**What needs to be done:** Could you extract every entry below and reproduce it exactly?

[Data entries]
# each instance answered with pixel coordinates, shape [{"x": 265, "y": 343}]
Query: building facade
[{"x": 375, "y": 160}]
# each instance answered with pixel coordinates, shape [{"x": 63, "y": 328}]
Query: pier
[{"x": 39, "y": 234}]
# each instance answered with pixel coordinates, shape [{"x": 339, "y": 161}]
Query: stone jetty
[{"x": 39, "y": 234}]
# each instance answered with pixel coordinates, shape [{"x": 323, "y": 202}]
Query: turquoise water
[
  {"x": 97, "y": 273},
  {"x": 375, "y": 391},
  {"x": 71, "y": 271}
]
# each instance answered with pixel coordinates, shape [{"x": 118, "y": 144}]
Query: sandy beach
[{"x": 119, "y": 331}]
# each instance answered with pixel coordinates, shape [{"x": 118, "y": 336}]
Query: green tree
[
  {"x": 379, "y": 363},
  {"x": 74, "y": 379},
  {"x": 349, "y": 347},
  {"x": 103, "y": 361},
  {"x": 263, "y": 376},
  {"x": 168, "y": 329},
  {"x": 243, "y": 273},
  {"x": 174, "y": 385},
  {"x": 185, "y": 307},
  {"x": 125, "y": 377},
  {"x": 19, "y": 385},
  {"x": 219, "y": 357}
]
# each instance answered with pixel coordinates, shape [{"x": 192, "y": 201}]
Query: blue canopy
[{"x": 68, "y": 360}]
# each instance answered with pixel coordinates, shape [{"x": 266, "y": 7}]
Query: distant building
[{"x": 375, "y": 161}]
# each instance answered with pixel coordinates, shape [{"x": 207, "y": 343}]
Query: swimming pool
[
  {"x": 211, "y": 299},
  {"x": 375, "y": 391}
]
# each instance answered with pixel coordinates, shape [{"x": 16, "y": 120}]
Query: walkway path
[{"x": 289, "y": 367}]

**Exercise response:**
# each instance answered with pixel coordinates, shape [{"x": 265, "y": 343}]
Query: building facade
[{"x": 375, "y": 160}]
# each instance answered with pixel coordinates, shape [{"x": 63, "y": 328}]
Query: pier
[{"x": 39, "y": 234}]
# each instance answered with pixel coordinates, shape [{"x": 339, "y": 161}]
Query: stone jetty
[{"x": 39, "y": 234}]
# each instance answered with pixel coordinates, shape [{"x": 323, "y": 202}]
Query: turquoise water
[
  {"x": 97, "y": 273},
  {"x": 375, "y": 391},
  {"x": 71, "y": 271}
]
# each instance answered with pixel coordinates, shape [{"x": 118, "y": 144}]
Query: sandy beach
[{"x": 119, "y": 331}]
# each instance answered with pixel coordinates, shape [{"x": 118, "y": 336}]
Query: green tree
[
  {"x": 379, "y": 363},
  {"x": 74, "y": 379},
  {"x": 349, "y": 347},
  {"x": 103, "y": 361},
  {"x": 263, "y": 376},
  {"x": 168, "y": 329},
  {"x": 243, "y": 273},
  {"x": 174, "y": 385},
  {"x": 185, "y": 307},
  {"x": 125, "y": 377},
  {"x": 19, "y": 385},
  {"x": 219, "y": 357}
]
# each instance answered with pixel coordinates, shape [{"x": 192, "y": 201}]
Query: blue canopy
[{"x": 68, "y": 360}]
# each instance answered with pixel coordinates, shape [{"x": 266, "y": 7}]
Query: distant building
[{"x": 375, "y": 161}]
# each instance answered with pixel coordinates, shape [{"x": 207, "y": 343}]
Query: swimming pool
[
  {"x": 211, "y": 299},
  {"x": 375, "y": 391}
]
# each instance answered with pixel coordinates, shape [{"x": 16, "y": 120}]
Query: walkway path
[{"x": 289, "y": 367}]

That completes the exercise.